Readying For The Big Push

Mayawati propels herself and her state to centre stage, as battlelines for the Lok Sabha elections are being drawn, writes SRAWAN SHUKLA from Lucknow

HER AMBITION to be India’s prime minister — not just some day, but some day soon — is no secret. Last week, Bahujan Samaj Party (BSP) supremo and Uttar Pradesh Chief Minister Mayawati also demonstrated, forcefully, her ability. In a brilliant counter-move to the Samajwadi Party’s (SP) opening gambit of patching up with Sonia Gandhi and allying with the United Progressive Alliance (UPA) on the nuclear deal, Mayawati’s tactic was to marshal the rest of the United National Progressive Alliance (UNPA) forces and take the Left parties on board.

In doing so, she achieved several gains: she countered SP’s central thrust by getting herself crowned the undisputed queen of the Third Front and hijacked the National Democratic Alliance’s (NDA) agenda of trying to defeat the government on the trust vote. But, most important, she regained pole position for UP in the coming parliamentary election.

Since UP is the turf where she galloped to victory with a rainbow Dalit-Muslim- Brahmin coalescence of votes, Mayawati’s move is pure calculation. “The last few days have bolstered the BSP’s attempts to develop a pan-India identity, and have certainly increased its poll prospects beyond UP. Now we are taking her social engineering formula to 20 states outside UP,” says her confidant Veer Singh, also in charge of BSP’s electoral plans in Karnataka and Maharashtra.

★ ★ ★ ★ ★

### GIVEN EXERCISE A
Count the lines in the records that contain the string "ymin", and reply with that number alone.

### MATERIAL PROVIDED
★ ★ ★ ★ ★

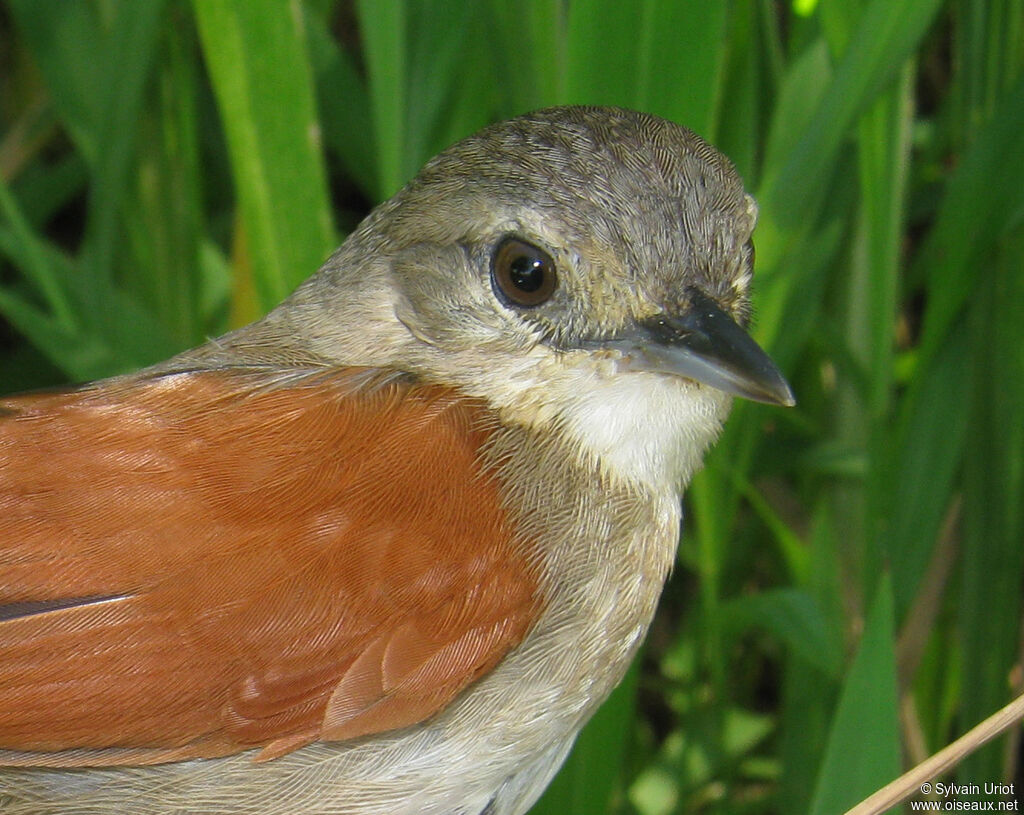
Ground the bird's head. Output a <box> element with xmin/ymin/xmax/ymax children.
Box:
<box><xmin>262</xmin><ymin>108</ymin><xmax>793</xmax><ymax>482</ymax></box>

★ ★ ★ ★ ★

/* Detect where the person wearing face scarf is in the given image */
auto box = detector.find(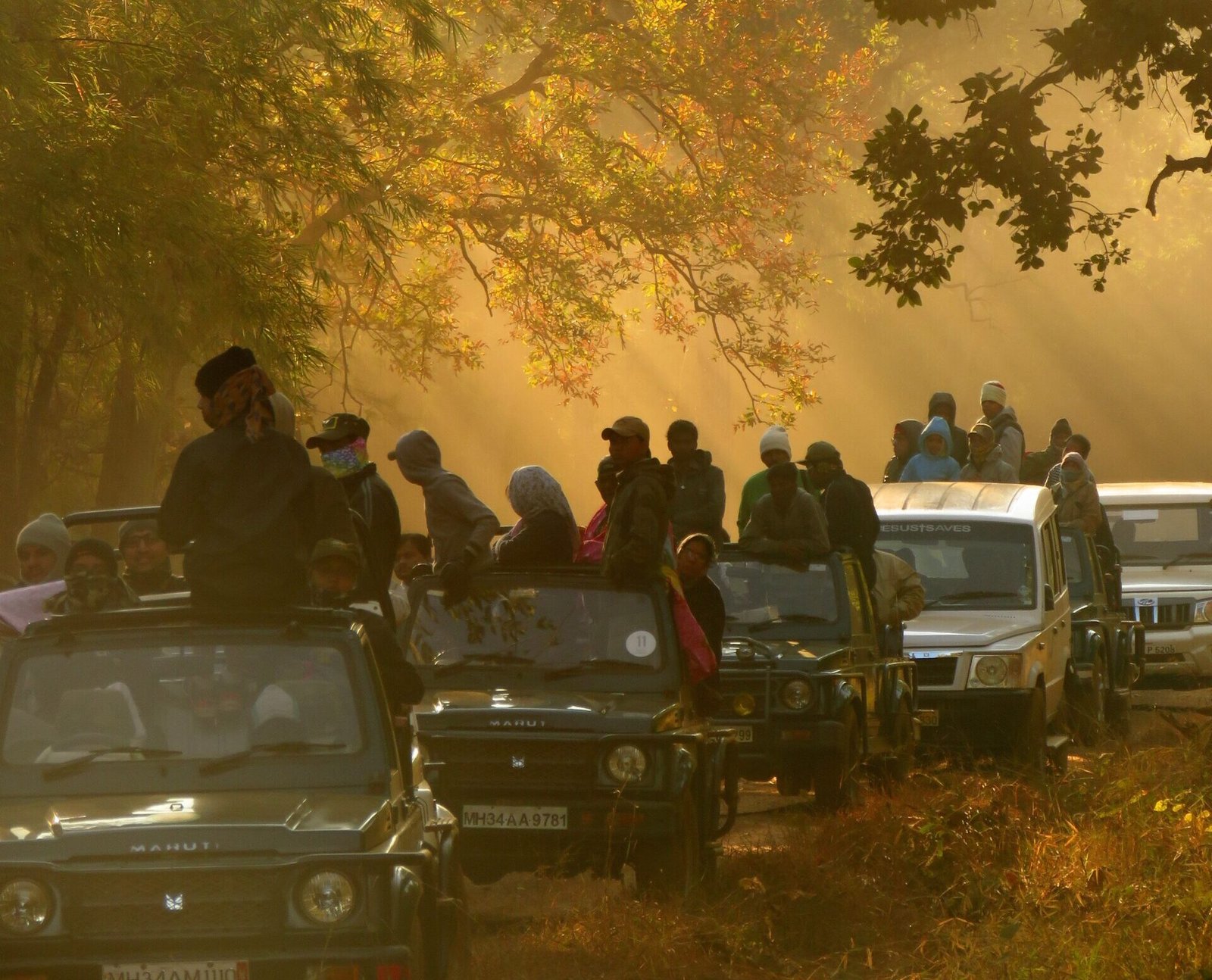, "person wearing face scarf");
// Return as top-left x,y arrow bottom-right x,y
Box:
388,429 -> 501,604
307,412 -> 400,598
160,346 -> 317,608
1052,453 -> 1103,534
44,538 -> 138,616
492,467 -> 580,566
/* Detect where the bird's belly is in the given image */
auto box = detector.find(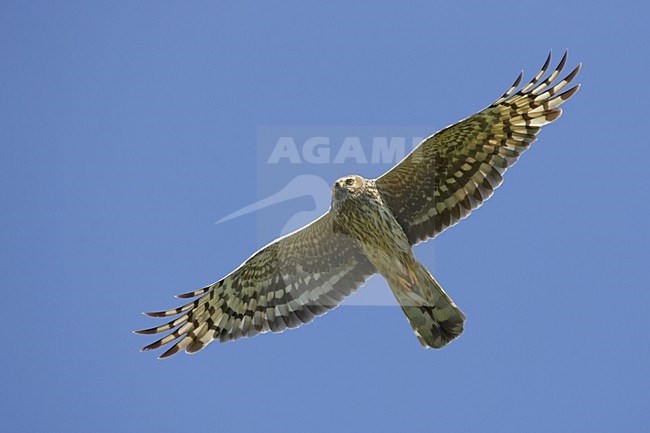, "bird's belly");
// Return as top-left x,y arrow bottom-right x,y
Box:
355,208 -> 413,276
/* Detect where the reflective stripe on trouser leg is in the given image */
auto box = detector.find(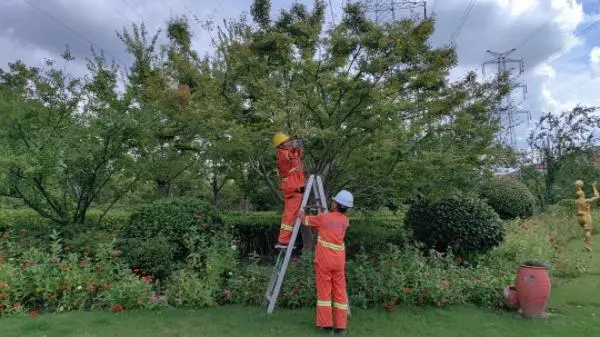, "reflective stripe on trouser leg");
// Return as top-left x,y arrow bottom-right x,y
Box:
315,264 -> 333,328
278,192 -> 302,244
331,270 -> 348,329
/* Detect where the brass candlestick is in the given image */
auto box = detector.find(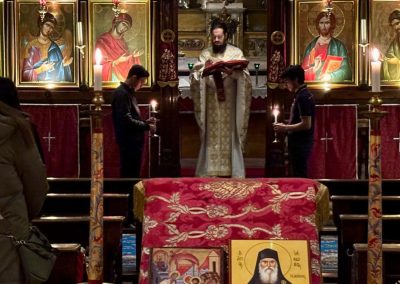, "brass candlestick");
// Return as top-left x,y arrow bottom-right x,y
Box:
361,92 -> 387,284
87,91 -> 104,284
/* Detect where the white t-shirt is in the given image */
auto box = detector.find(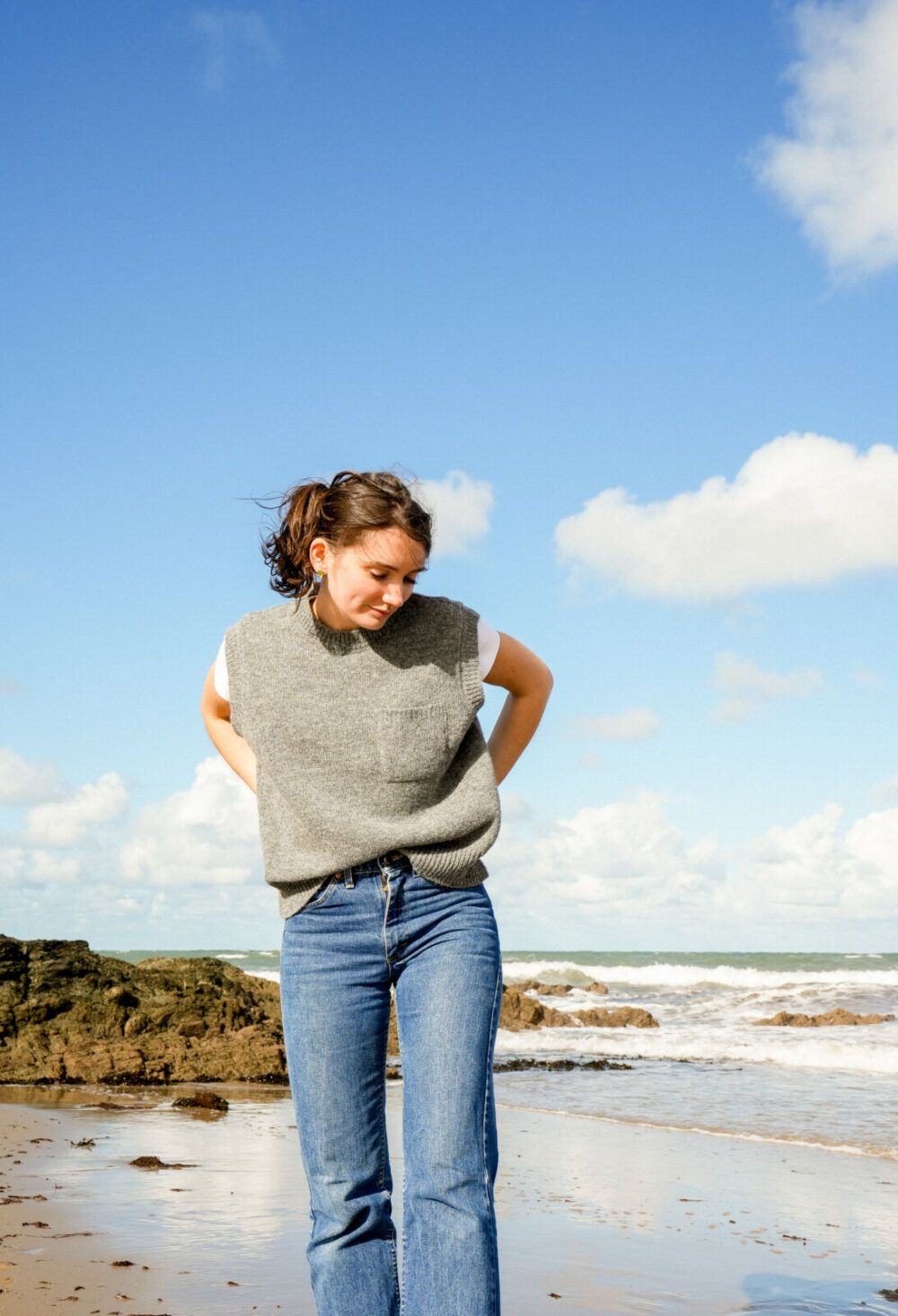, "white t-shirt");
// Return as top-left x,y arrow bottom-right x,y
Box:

★ ★ ★ ★ ★

### GIVEN EXERCISE B
Return the part of the Mayawati article from "HER AMBITION to" to "coming parliamentary election.", copied word for word.

### CORRECT RESULT A
2

### CORRECT RESULT B
HER AMBITION to be India’s prime minister — not just some day, but some day soon — is no secret. Last week, Bahujan Samaj Party (BSP) supremo and Uttar Pradesh Chief Minister Mayawati also demonstrated, forcefully, her ability. In a brilliant counter-move to the Samajwadi Party’s (SP) opening gambit of patching up with Sonia Gandhi and allying with the United Progressive Alliance (UPA) on the nuclear deal, Mayawati’s tactic was to marshal the rest of the United National Progressive Alliance (UNPA) forces and take the Left parties on board.

In doing so, she achieved several gains: she countered SP’s central thrust by getting herself crowned the undisputed queen of the Third Front and hijacked the National Democratic Alliance’s (NDA) agenda of trying to defeat the government on the trust vote. But, most important, she regained pole position for UP in the coming parliamentary election.